▸ READING TEXT:
★ ★ ★ ★ ★

But in interviews with Hart Energy, top-level executives also acknowledged much more work and time is required to assemble funds, with some saying raising funds takes twice as long as it has in previous years.

And private equity is nowhere near raising the funds the industry has said are needed.

“The market is not that efficient. There’s a lot of political things that get in the way,” said Tomas Ackerman, co-founder and partner of Carnelian Energy Capital in Houston. “Potential returns in the traditional energy asset class do not drive a lot of these investors. Divestment mandates are really influencing a lot of the decision making.”

Others cited declining returns, and investors fear of getting clobbered on the downside of another boom-bust cycle. Private equity executives said about a third of their peers are done with fossil fuels.

That’s resulted in fewer portfolio companies getting equity commitments. Private equity E&P commitments peaked at 128 in 2017. So far in 2023, just eight have been made, according to numbers provided to Hart Energy by data provider Enverus. Private equity and venture capital’s oil and gas investment peaked at $21.6 billion for the U.S. and Canada in 2017, and is down to just $1.4 billion so far this year, according to S&P Global Market Intelligence.

Some expectations for private equity’s haul in 2023 range $15 billion to $25 billion. Whether those funds come to fruition is another story.

EnCap Investments, which declined to comment for this article, is reported to be raising its first private equity fund in five years. Quantum Energy Partners is, likewise, reported to be nearly halfway toward raising a fund of more than $5.5 billion. In February, Chad Michael, president of Tudor, Pickering, Holt & Co., said private equity was likely raising $15 billion for oil and gas in 2023. In May, Muhammad F. Laghari, senior managing director at Guggenheim Securities LLC, mentioned at the SUPER DUG conference in May that whatever is raised—$15 billion or $25 billion—private equity is clearly busy trying to raise money.

“Pretty much any private equity energy client I have is either raising money or has just raised money,” he said. “So we do expect quite a few folks to raise money. I think what we’ve been hearing from them is positive comments from them are fundraising perspective. They all admit it’s not easy.”

In an interview, Wil VanLoh, founder and CEO of Quantum Energy Partners, said he’s seen some improvements raising money, but firms are certainly putting in more time and work than in years past. VanLoh said it once took four months to six months to raise a fund; now assembling a fund is taking 15 months to 18 months.

“The industry is in a world of hurt because the amount of private equity that used to be available five years ago was probably $100 billion. Today, it’s probably less than $15 billion,” he said. “Does it need to be $50 or $60 billion? Yeah, it does.”

Energy investment remains a tricky proposition, particularly as renewable funds bite into traditional oil and gas private equity.

★ ★ ★ ★ ★

▸ SET PROBLEM A:
List every person the oil and gas fundraising article mentions by name.
▸ SET PROBLEM B:
Continue the oil and gas fundraising article, starting after its final sentence.
The entries that come after this article are not needed.

★ ★ ★ ★ ★

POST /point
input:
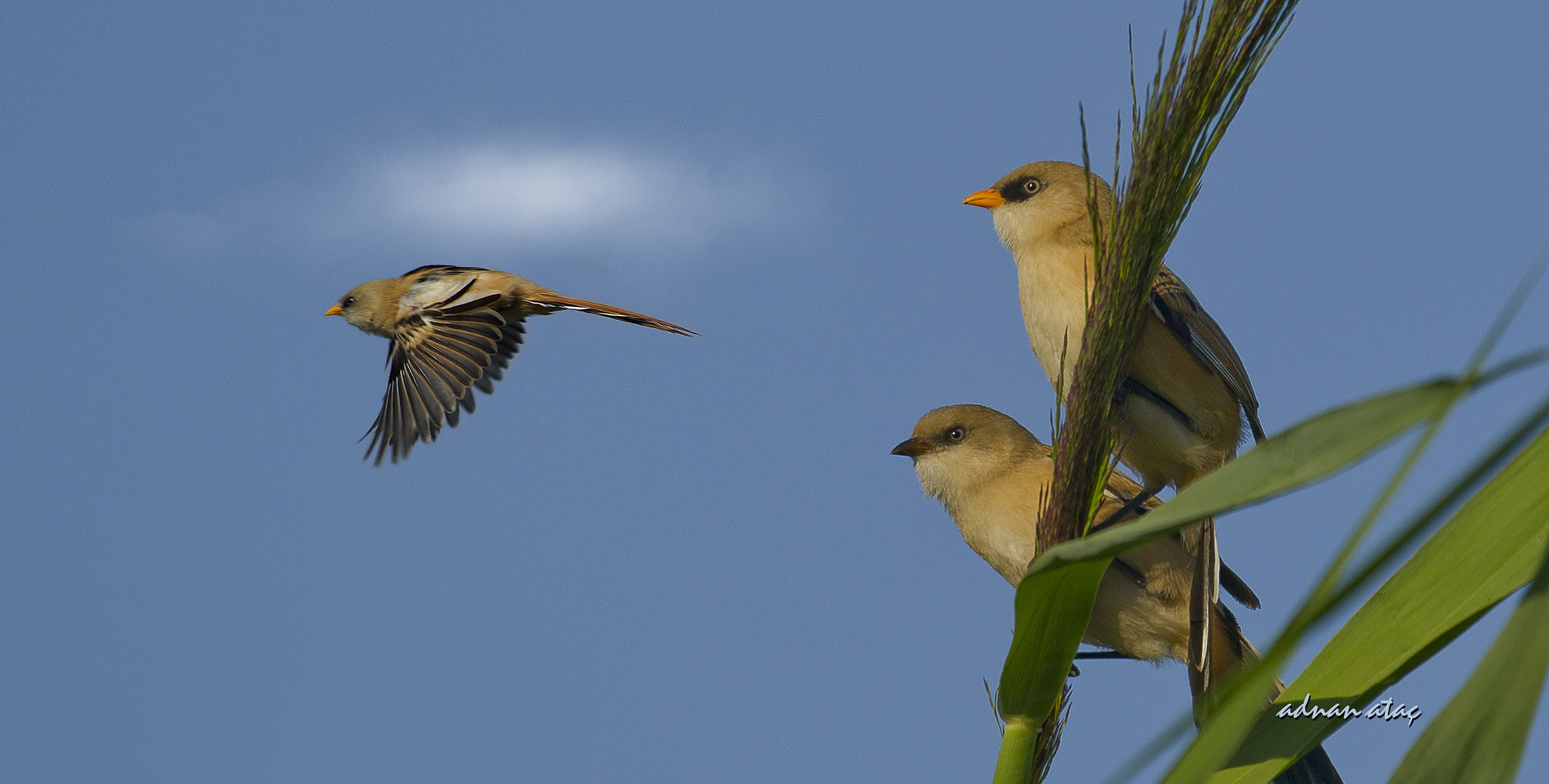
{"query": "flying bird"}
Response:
(453, 329)
(993, 478)
(1187, 398)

★ ★ ★ ★ ★

▸ ANSWER A:
Tomas Ackerman
Chad Michael
Muhammad F. Laghari
Wil VanLoh

▸ ANSWER B:
VanLoh said E&Ps’ equity needs are hurting with banks too. The companies could get 3.5x turns of leverage in recent years, he said, but they cannot get even two turns today. Likewise, in the stock market, public energy companies have boosted stock buybacks and dividend yields higher than any other sector but the sector remains, in many analysts’ views, undervalued.

Billy Quinn, founder and managing partner of Pearl Energy Investments said his Dallas-based private equity firm took 16 months to raise a $705 million energy fund announced in May, despite the fact that he believes he has a great story to tell potential LPs.

“Opportunities and value are driven by less by fundamentals than by flow of capital, so whenever you have a business where capital is effectively leaving the business, you’re generally identifying better values and better investment opportunities there,” Quinn said. “The fundamentals of the day-to-day business and overall price levels never looked so good.”

Private equity potential

VanLoh also said there’s much to tell potential LPs about E&P investing.

“The supply demand dynamic is more favorable than it’s ever been. Multiple valuations on assets is cheaper than it’s ever been … and oil and gas is a phenomenal inflation hedge,” VanLoh said, adding that oil and gas assets can be bought at all-time low valuation multiples.

VanLoh  said potential investors respond to this with concerns about money lost in the last decade, and they need to hear what is different this time.

Ackerman said other investors are held back by overly optimistic views of renewable energy’s potential.

“People talk a lot about renewables and electric vehicles, but renewables do not really displace oil demand, they primarily address power demand which oil has a very small share of,” he said. “When you look at the use case, about 25% of global oil demand comes from passenger vehicles. The rest is shipping, trucking, aviation and petrochemicals [these are] very hard sectors to displace with renewables and electrification.”

While private equity investors painted a picture of great investment opportunities, Subash Chandra, an oil and gas analyst at Benchmark, said he does not see it as such a sure bet.

“It’s not a slam dunk. They have to be very careful about how they spend their money. They have to be lucky, and they can't put too much money in the ground. They have to be in the right place and have a tier one resources that someone’s going to want,” Chandra said, adding that exit multiples are lower than ever, which is why it is now harder to build and flip. Unproved assets on acreage acquired by private equity is worth less now, he said.

‘Salivating’ at opportunities

Paul Steen, managing director of First Reserve, a private equity firm with offices in Houston and Connecticut, said many buyers want to rely on the assets’ cash flows to drive much of the return, and the new realities have made hedging more important.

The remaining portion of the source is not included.